Exercise directions:
Can you copy out the data exactly? Leave the images out.

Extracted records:
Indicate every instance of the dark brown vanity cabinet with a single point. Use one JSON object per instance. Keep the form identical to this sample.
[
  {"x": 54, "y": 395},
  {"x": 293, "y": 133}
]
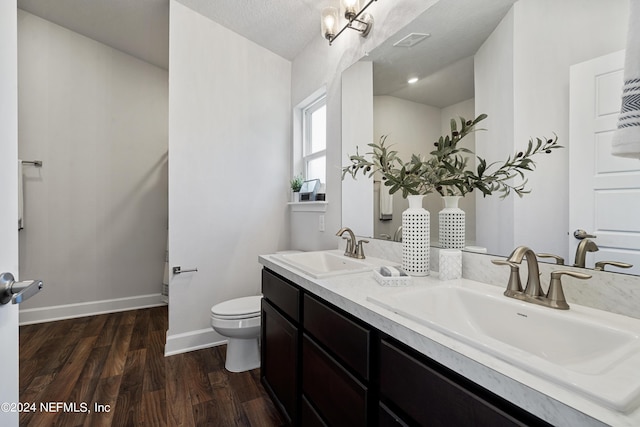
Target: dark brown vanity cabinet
[
  {"x": 324, "y": 367},
  {"x": 316, "y": 361},
  {"x": 280, "y": 344},
  {"x": 415, "y": 390}
]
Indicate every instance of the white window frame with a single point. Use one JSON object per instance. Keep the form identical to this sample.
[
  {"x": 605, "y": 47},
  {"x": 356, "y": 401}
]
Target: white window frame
[{"x": 302, "y": 154}]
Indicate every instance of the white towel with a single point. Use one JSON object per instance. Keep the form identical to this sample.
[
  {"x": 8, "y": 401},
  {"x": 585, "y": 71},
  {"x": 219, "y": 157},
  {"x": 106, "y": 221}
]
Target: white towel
[
  {"x": 20, "y": 197},
  {"x": 386, "y": 203},
  {"x": 626, "y": 139}
]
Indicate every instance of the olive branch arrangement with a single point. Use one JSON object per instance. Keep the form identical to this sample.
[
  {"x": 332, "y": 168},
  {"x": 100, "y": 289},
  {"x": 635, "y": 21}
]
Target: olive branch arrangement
[{"x": 446, "y": 169}]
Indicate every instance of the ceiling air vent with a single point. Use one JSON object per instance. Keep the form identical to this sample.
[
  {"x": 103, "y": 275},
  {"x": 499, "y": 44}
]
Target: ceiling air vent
[{"x": 411, "y": 40}]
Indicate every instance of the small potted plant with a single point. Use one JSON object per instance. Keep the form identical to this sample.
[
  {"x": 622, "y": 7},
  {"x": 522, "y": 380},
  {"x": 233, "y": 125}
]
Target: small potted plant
[{"x": 296, "y": 185}]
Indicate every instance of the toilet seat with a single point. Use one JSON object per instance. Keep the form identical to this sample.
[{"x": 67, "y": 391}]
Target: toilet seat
[{"x": 239, "y": 308}]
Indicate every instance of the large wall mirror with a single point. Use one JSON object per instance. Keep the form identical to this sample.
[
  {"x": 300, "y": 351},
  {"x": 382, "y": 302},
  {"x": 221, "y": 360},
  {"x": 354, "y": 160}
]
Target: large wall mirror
[{"x": 511, "y": 60}]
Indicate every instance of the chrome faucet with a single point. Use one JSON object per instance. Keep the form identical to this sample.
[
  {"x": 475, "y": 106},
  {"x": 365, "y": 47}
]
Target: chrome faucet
[
  {"x": 397, "y": 236},
  {"x": 533, "y": 291},
  {"x": 601, "y": 264},
  {"x": 586, "y": 245},
  {"x": 533, "y": 287},
  {"x": 354, "y": 248}
]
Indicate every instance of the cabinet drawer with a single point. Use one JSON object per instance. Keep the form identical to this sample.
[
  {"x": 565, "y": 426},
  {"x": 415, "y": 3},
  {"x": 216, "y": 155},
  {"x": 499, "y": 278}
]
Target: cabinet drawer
[
  {"x": 386, "y": 418},
  {"x": 309, "y": 416},
  {"x": 280, "y": 360},
  {"x": 338, "y": 397},
  {"x": 431, "y": 398},
  {"x": 283, "y": 295},
  {"x": 347, "y": 340}
]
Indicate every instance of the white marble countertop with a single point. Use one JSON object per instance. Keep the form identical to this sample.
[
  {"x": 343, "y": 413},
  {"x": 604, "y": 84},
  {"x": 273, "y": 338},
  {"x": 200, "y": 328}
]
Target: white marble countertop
[{"x": 551, "y": 402}]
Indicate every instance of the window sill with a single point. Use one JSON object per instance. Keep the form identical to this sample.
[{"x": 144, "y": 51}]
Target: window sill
[{"x": 317, "y": 206}]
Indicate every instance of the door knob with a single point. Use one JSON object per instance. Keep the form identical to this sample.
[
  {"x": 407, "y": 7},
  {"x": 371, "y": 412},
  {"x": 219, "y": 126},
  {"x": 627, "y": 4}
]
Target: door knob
[{"x": 16, "y": 292}]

Finished exercise:
Indicate every instance of the dark brown vanity cabinet with a single point. Use one JSON object per instance. Keep the form identical to this sample.
[
  {"x": 54, "y": 395},
  {"x": 293, "y": 133}
]
Target: dark brown vanity cabinet
[
  {"x": 324, "y": 367},
  {"x": 316, "y": 361},
  {"x": 280, "y": 344},
  {"x": 415, "y": 390}
]
Indicate every instance of the white window frame with a single point. Use one JSON object per instance. Keep the form identical to this sample.
[
  {"x": 605, "y": 47},
  {"x": 356, "y": 401}
]
Target: white window frame
[{"x": 302, "y": 154}]
Indicate every instance of the white towel with a single point. Use one JSON object per instance. Keep the form identical to this sample.
[
  {"x": 8, "y": 401},
  {"x": 585, "y": 71},
  {"x": 219, "y": 157},
  {"x": 106, "y": 221}
]
Target: white towel
[
  {"x": 20, "y": 197},
  {"x": 386, "y": 203},
  {"x": 626, "y": 139}
]
Indicate every instance of the olive branch arrangement with a single point. Use one JSON object per instance. Keep the form identical to this sample.
[
  {"x": 332, "y": 168},
  {"x": 100, "y": 289},
  {"x": 635, "y": 21}
]
Target: olive branch arrangement
[{"x": 446, "y": 169}]
Indicate every instance of the ceiling air vent with a single point. Use one JSON object per instance. Keep the form identical to this sample.
[
  {"x": 103, "y": 275},
  {"x": 499, "y": 44}
]
Target: ceiling air vent
[{"x": 411, "y": 40}]
Indicate every instance of the small potted plant with a single point. Use one JSON object per instance. Keep the form identical to this sample.
[
  {"x": 622, "y": 7},
  {"x": 522, "y": 380},
  {"x": 233, "y": 125}
]
Target: small potted plant
[{"x": 296, "y": 185}]
Indicate every instance of the toilet seat with a single point. Use one JSON object per instance. Keep the form identical to this sample.
[{"x": 67, "y": 391}]
Target: toilet seat
[{"x": 239, "y": 308}]
Indicate every instance of the large wall mirror with a single point. Use one JSON object per instance. Keep the form identical to this sample.
[
  {"x": 300, "y": 351},
  {"x": 382, "y": 302},
  {"x": 221, "y": 360},
  {"x": 354, "y": 160}
]
Target: large wall mirror
[{"x": 511, "y": 60}]
Indicate every instance of the chrome faucet with a single point. Use one JSON object per instance. Keep the form identical to this sample.
[
  {"x": 475, "y": 106},
  {"x": 365, "y": 47}
]
Target: chrome faucet
[
  {"x": 397, "y": 236},
  {"x": 533, "y": 291},
  {"x": 601, "y": 264},
  {"x": 586, "y": 245},
  {"x": 533, "y": 287},
  {"x": 354, "y": 248}
]
Indicate every instance of the cabinet drawer with a single point. Use one JSON object per instance. Keep the form identical to this sample.
[
  {"x": 565, "y": 426},
  {"x": 415, "y": 3},
  {"x": 216, "y": 155},
  {"x": 499, "y": 278}
]
Target: cabinet drawer
[
  {"x": 386, "y": 418},
  {"x": 309, "y": 416},
  {"x": 280, "y": 360},
  {"x": 338, "y": 397},
  {"x": 431, "y": 398},
  {"x": 283, "y": 295},
  {"x": 347, "y": 340}
]
Indicate every instance of the white marble countertop with a single point. Use one JSON object per instance. Keep the form identical to this sample.
[
  {"x": 343, "y": 413},
  {"x": 604, "y": 84},
  {"x": 273, "y": 338},
  {"x": 200, "y": 328}
]
Target: white marble countertop
[{"x": 551, "y": 402}]
Indicate every instance of the window sill with a single point. Use one JSON object per instance. Keep the form identical to this sample.
[{"x": 144, "y": 51}]
Target: window sill
[{"x": 317, "y": 206}]
Indicate every instance of the door knob with a single point. Use one JSON object per instance. Keep the form identical to this sample.
[
  {"x": 407, "y": 7},
  {"x": 371, "y": 412},
  {"x": 219, "y": 126},
  {"x": 627, "y": 4}
]
Target: door knob
[{"x": 16, "y": 292}]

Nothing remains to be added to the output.